- Instructions:
1. Print the passage of the post on The Blazing World between "OpenCulture invites us" and "Great Books Prof.", inclusive, word for word.
2. Output the Dataset items verbatim from their first line through the line holding "[(336, 428)]", inclusive, and nothing more.

- Excerpt to read:
This is a decidedly odd, wildly imaginative book — you can get it free from Project Gutenberg. The “Thrice Noble, Illustrious, and Excellent Princesse, the Duchess of Newcastle”, may be (slightly) better known as the poet Margaret Cavendish*. (Admire the three long esses in that author name.) The Blazing World is a crazy sci-fi romp, in which the author herself appears as a character.

OpenCulture invites us to “Read Margaret Cavendish’s The Blazing World: the first sci-fi novel written by a woman”. (Link via Shelf Awareness for Readers.) Their post comes with this video from The Great Books Prof.

If you don’t see a video here, please click on the title of this post in order to view it in your browser. It is quite interesting.

In the book a woman is kidnapped and transported on a ship which gets blown off course up to the North Pole. The pirates freeze to death; she being sustained by the “light of her beauty” and the “heat of her youth”. At the Pole they come upon a sort of elevator system which pulls her and the ship up into another world up above them. Here our heroine quickly becomes Empress of the Blazing World, as the new planet is named. She uses her position of authority to discover the scientific facts about this and her original world, interrogating the Bird Men, the Ant Men, the Worm Men, etc. each of which groups has expertise in a different science. Eventually she declares that she wants to write a new Cabbala, and is advised by her spirit advisors that the best person to help her in this task is the Duchess of Newcastle, who thereupon becomes a character in her own novel. The book ends with the reconquest of the women’s native country (ESFI — England, Scotland, France, Ireland) back in the “real world” and they arrange for power to be returned to EFSI’s rightful King. (Remember the Duchess was writing at a time of civil war.) In a final address to the reader the author regrets her inability to match the deeds of Alexander the Great and Julius Caesar, and proposes the creation of The Blazing World as her world conquest.

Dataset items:

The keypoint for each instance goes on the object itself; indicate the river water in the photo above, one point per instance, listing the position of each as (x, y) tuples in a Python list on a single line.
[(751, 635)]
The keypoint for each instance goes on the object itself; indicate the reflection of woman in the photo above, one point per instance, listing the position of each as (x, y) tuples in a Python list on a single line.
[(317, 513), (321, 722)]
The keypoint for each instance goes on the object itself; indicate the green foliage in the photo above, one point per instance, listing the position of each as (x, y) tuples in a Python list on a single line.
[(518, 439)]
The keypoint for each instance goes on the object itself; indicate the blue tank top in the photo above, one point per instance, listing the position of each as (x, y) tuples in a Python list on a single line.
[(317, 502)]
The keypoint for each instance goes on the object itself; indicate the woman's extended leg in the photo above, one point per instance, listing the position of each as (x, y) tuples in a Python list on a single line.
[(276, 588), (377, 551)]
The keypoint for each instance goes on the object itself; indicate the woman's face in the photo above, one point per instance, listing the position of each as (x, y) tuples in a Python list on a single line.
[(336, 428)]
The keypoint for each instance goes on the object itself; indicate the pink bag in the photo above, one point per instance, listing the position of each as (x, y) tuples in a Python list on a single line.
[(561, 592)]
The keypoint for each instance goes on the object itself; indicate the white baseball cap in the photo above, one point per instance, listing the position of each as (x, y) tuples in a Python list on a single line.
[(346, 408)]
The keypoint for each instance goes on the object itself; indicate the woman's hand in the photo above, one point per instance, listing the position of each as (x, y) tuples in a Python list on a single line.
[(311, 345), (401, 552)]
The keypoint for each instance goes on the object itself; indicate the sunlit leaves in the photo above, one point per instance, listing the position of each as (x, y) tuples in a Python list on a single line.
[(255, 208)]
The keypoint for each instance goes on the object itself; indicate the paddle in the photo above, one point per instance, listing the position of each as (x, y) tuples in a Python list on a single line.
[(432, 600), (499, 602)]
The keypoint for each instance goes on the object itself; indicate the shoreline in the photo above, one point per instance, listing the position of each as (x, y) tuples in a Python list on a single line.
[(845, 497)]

- Results:
1.
OpenCulture invites us to “Read Margaret Cavendish’s The Blazing World: the first sci-fi novel written by a woman”. (Link via Shelf Awareness for Readers.) Their post comes with this video from The Great Books Prof.

2.
The keypoint for each instance goes on the object itself; indicate the river water in the photo above, one point per instance, listing the position of each as (x, y) tuples in a Python list on a single line.
[(751, 635)]
The keypoint for each instance goes on the object itself; indicate the reflection of woman in the photo above, one point per instance, listing the position of each as (x, y) tuples in a Python list on a single line.
[(317, 513), (321, 722)]
The keypoint for each instance goes on the object itself; indicate the green foliage in the photo above, one point per instance, listing the position of each as (x, y) tuples in a Python list on a single line.
[(518, 439)]
The keypoint for each instance goes on the object itself; indicate the blue tank top in the photo above, one point per instance, listing the position of each as (x, y) tuples in a Python list on a single line.
[(317, 502)]
The keypoint for each instance goes on the object itself; indicate the woman's extended leg in the photo above, one point per instance, listing the position of each as (x, y) tuples in a Python list on a single line.
[(276, 588), (377, 551)]
The keypoint for each instance goes on the object itself; indicate the woman's face in the photo above, one point per instance, listing the position of each as (x, y) tuples in a Python list on a single line.
[(336, 428)]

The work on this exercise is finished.